(Objective) Retype the passage on SEEM and Order No. 888 word for word, starting at "In my view, the" and ending at "should do better.".

SEEM violates Order No. 888’s requirements for loose power pools

Order No. 888 requires that a loose power pool must (1) have on file a “joint pool-wide tariff” that allows members and non-members alike to access the discounted and/or special transmission at a comparable rate and (2) include “open, non-discriminatory membership provisions” that “allow any bulk power market participant to join, regardless of the type of entity, affiliation, or geographic location.”[7] 

SEEM fails both these requirements.  Most relevant to today’s Remand Order,[8] SEEM’s membership requirements are neither open nor non-discriminatory because they restrict access to entities that own or otherwise control a source or sink within the SEEM footprint.  As the D.C. Circuit found, “the record reflects 65 existing bilateral trading partners who cannot participate in this new service due to the geographic requirement.”[9]  The court directed this Commission, on remand, to “provide a more fulsome explanation for why the ‘market design decisions made by the filing parties’ . . . are actually superior to the status quo in light of Order No. 888’s open access principles,”[10] or else “change course.”[11] 

In my view, the Federal Power Act requires a course correction.  No further briefing is necessary to reach the simple conclusion that SEEM’s discriminatory membership provisions are not superior to a non-discriminatory approach, as explicitly required by Order No. 888.  Customers in the Southeast deserve better, and the Commission should do better.

(Saved data entries)
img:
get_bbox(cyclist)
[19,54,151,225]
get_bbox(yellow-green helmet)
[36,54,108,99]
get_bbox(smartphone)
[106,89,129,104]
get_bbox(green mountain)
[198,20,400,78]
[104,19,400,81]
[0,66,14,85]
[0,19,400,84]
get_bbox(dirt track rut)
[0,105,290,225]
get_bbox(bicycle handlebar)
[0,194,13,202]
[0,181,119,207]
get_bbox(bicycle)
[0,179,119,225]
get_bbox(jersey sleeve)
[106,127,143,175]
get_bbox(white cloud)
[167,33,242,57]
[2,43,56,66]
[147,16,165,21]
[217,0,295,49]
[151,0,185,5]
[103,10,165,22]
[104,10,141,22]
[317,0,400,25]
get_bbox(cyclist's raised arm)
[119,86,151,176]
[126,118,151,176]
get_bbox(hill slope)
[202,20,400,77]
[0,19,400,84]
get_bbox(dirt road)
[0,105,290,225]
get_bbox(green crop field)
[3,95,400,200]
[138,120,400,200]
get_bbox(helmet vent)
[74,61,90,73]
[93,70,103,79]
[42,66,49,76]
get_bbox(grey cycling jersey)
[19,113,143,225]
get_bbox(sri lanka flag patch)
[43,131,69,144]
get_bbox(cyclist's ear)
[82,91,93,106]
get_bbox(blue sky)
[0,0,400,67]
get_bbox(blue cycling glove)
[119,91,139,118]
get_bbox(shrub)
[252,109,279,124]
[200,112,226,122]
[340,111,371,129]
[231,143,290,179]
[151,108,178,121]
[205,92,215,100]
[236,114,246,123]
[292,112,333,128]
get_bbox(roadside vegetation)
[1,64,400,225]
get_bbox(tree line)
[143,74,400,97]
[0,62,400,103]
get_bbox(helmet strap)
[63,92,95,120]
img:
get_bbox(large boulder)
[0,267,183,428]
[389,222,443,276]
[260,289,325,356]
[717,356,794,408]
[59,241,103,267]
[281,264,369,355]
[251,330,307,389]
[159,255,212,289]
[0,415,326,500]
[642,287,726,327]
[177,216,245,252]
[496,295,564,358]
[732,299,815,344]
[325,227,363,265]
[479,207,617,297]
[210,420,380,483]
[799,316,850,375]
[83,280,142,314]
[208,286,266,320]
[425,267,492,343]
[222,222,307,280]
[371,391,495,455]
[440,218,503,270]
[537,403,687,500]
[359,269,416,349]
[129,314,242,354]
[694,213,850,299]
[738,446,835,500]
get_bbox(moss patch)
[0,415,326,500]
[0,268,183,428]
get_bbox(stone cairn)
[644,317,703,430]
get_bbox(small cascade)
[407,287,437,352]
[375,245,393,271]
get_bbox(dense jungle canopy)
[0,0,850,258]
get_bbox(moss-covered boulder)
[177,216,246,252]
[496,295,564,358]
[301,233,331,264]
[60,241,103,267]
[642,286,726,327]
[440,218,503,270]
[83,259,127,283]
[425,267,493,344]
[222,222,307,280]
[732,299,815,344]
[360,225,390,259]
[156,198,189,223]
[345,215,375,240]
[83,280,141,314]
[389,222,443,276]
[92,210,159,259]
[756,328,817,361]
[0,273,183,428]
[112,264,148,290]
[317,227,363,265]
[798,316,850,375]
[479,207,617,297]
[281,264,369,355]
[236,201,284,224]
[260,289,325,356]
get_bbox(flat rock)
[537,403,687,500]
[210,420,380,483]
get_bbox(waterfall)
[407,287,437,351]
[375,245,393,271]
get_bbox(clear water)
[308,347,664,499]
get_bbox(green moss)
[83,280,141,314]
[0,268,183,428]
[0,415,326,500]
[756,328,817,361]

(Response below)
In my view, the Federal Power Act requires a course correction.  No further briefing is necessary to reach the simple conclusion that SEEM’s discriminatory membership provisions are not superior to a non-discriminatory approach, as explicitly required by Order No. 888.  Customers in the Southeast deserve better, and the Commission should do better.